**Directive 1:**
In the debate extract, reproduce the passage starting at "Although it is" and ending at "is long overdue.", with "information barriers" in place of "Chinese walls".
**Directive 2:**
Answer these questions from the debate extract.
(a) Whose point about advertising packages does the first paragraph agree with?
(b) Which auctioneers and estate agents are singled out in the second paragraph?
(c) What did purchasers generally believe once they were able to get a mortgage?

**Text extract:**
====================

Although it is not referred to in this legislation, Senator O'Donovan referred to packages being available to purchasers by developers. There was also a procedure where certain solicitors were listed to act for purchasers, which caused conflict. I also have an issue with Chinese walls within legal practices and I think it should be examined. The ordinary consumer is competing with the commercial builder and it must be examined in the long term. I agree with Senator O'Donovan's point about advertising packages. I welcome this important change in the legislation, which is long overdue.

I thank Senators for their assistance and co-operation. I appreciate that the amendments are of a technical nature, not only in the context of their impact on this Bill but also how they translate to other items of legislation that required amendment. Many of the amendments were designed to introduce much-needed transparency and confidence in order to revive the residential and commercial property markets. The lack of transparency in the absence of proper consumer protection standards contributed in a substantial way to the problems in recent years. It is regrettable that the type of consumer protection measures we are now enacting were not in place. There was a substantial conflict of interest, as Senator O'Donovan put it, not just in the conduct of financial institutions but also of some auctioneers and estate agents, particularly those who specialised in apartment sales and who were recruited by developers in to sell properties in some of the large new estates. This was perfectly legitimate but, together with the developer and the financial institutions, they sought to get the financial institution that was funding the developer to put seemingly attractive financial packages in place to facilitate purchasers who gave very little real thought as to whether the price of residential property was a realistic or reasonable price. They were generally of the belief that, once they were able to get a mortgage, some objective and reasonable assessment had been undertaken by the mortgage provider of the price on offer and the appropriateness of providing the funding.

====================

**Given records:**

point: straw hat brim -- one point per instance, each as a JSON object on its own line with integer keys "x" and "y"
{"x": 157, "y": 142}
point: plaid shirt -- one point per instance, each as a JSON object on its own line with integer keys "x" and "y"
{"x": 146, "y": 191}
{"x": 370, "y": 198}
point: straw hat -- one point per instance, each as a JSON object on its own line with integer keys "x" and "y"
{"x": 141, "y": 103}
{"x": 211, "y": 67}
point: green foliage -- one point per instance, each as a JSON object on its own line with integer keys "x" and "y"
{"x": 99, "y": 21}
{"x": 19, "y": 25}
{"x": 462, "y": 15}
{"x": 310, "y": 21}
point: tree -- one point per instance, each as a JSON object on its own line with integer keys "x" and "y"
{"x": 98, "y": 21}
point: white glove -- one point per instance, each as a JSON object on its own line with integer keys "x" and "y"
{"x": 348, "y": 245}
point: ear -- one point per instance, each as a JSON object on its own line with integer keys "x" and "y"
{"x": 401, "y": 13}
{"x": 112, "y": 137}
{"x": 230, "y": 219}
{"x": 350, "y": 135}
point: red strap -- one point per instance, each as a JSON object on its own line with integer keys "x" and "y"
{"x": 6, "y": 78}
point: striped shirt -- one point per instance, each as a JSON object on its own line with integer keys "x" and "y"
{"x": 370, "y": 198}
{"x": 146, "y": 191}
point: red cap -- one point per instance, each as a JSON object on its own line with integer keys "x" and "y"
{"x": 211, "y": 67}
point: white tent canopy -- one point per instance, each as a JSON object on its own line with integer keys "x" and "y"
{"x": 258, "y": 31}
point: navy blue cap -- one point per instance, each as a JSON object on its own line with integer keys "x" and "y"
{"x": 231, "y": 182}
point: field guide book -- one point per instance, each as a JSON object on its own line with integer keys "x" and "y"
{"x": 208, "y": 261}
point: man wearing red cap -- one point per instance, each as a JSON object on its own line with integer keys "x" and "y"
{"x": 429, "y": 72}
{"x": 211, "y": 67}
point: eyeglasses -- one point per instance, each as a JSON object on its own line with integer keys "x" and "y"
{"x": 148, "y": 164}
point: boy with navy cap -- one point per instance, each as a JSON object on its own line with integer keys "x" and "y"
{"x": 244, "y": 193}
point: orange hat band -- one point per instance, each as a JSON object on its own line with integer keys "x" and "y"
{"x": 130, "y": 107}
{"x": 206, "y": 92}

====================

**Correct response 1:**
Although it is not referred to in this legislation, Senator O'Donovan referred to packages being available to purchasers by developers. There was also a procedure where certain solicitors were listed to act for purchasers, which caused conflict. I also have an issue with information barriers within legal practices and I think it should be examined. The ordinary consumer is competing with the commercial builder and it must be examined in the long term. I agree with Senator O'Donovan's point about advertising packages. I welcome this important change in the legislation, which is long overdue.

**Correct response 2:**
(a) Senator O'Donovan's.
(b) Those who specialized in apartment sales and were recruited by developers to sell properties in some of the large new estates.
(c) They believed the mortgage provider had made an objective and reasonable assessment of the price on offer and of the appropriateness of providing the funding.